### Task 1
Translate this sentence from the passage on Rome's decline into Spanish: "A key moment when Romans realized that their civilization was no longer what it once was, that it no longer was the Rome Augustus clothed in marble or that Marcus Aurelius made “echo through all eternity,” was when the Empire could no longer stop rampaging hordes of barbarians from crossing its borders."
### Task 2
Rewrite the passage on Rome's decline between "A key moment" and "crossing its borders.", inclusive, putting "invaders" in place of "barbarians".

## Start Quoted text

A key moment when Romans realized that their civilization was no longer what it once was, that it no longer was the Rome Augustus clothed in marble or that Marcus Aurelius made “echo through all eternity,” was when the Empire could no longer stop rampaging hordes of barbarians from crossing its borders.
Though the structure survived for some time, at the point where any roving band of reprobates and ravagers could cross the Rhine and raid Rome’s cities without fear of the legions seeking vengeance and crushing them, the glory of Rome was over. Not coincidentally, around the same time period Caracalla made everyone within Rome citizens, eradicating the traditional distinction between Roman and subject and Gibbon labeled the time period the one where Rome transitioned from gold and glory to iron and rust.

## End Quoted text
## Start Dataset records

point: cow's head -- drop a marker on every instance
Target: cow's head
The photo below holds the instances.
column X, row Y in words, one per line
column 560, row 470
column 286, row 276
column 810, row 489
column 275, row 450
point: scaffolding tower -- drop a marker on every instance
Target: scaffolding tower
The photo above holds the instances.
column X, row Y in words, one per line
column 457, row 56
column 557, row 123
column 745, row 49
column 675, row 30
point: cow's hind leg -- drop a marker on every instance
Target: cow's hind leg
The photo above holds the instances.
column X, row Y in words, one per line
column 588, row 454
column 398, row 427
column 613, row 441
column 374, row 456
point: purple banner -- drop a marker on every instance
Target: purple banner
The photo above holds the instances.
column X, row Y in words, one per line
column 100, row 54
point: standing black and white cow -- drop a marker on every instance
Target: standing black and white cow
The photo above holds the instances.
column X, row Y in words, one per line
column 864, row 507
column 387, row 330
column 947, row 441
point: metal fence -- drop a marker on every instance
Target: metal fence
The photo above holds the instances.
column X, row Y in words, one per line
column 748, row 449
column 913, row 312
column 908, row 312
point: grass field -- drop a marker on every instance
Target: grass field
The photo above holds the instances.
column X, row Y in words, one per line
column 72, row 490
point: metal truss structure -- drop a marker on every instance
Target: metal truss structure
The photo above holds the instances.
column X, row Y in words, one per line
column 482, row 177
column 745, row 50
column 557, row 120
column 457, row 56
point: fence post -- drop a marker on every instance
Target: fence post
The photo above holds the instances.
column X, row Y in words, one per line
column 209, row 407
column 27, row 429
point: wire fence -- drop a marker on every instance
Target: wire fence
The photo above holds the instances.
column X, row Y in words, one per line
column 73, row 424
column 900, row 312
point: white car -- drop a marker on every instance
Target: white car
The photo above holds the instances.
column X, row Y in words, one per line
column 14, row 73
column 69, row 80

## End Dataset records

### Written solution 1
Un momento clave en que los romanos se dieron cuenta de que su civilización ya no era lo que había sido, de que ya no era la Roma que Augusto revistió de mármol ni la que Marco Aurelio hizo «resonar por toda la eternidad», fue cuando el Imperio ya no pudo impedir que hordas desenfrenadas de bárbaros cruzaran sus fronteras.

### Written solution 2
A key moment when Romans realized that their civilization was no longer what it once was, that it no longer was the Rome Augustus clothed in marble or that Marcus Aurelius made “echo through all eternity,” was when the Empire could no longer stop rampaging hordes of invaders from crossing its borders.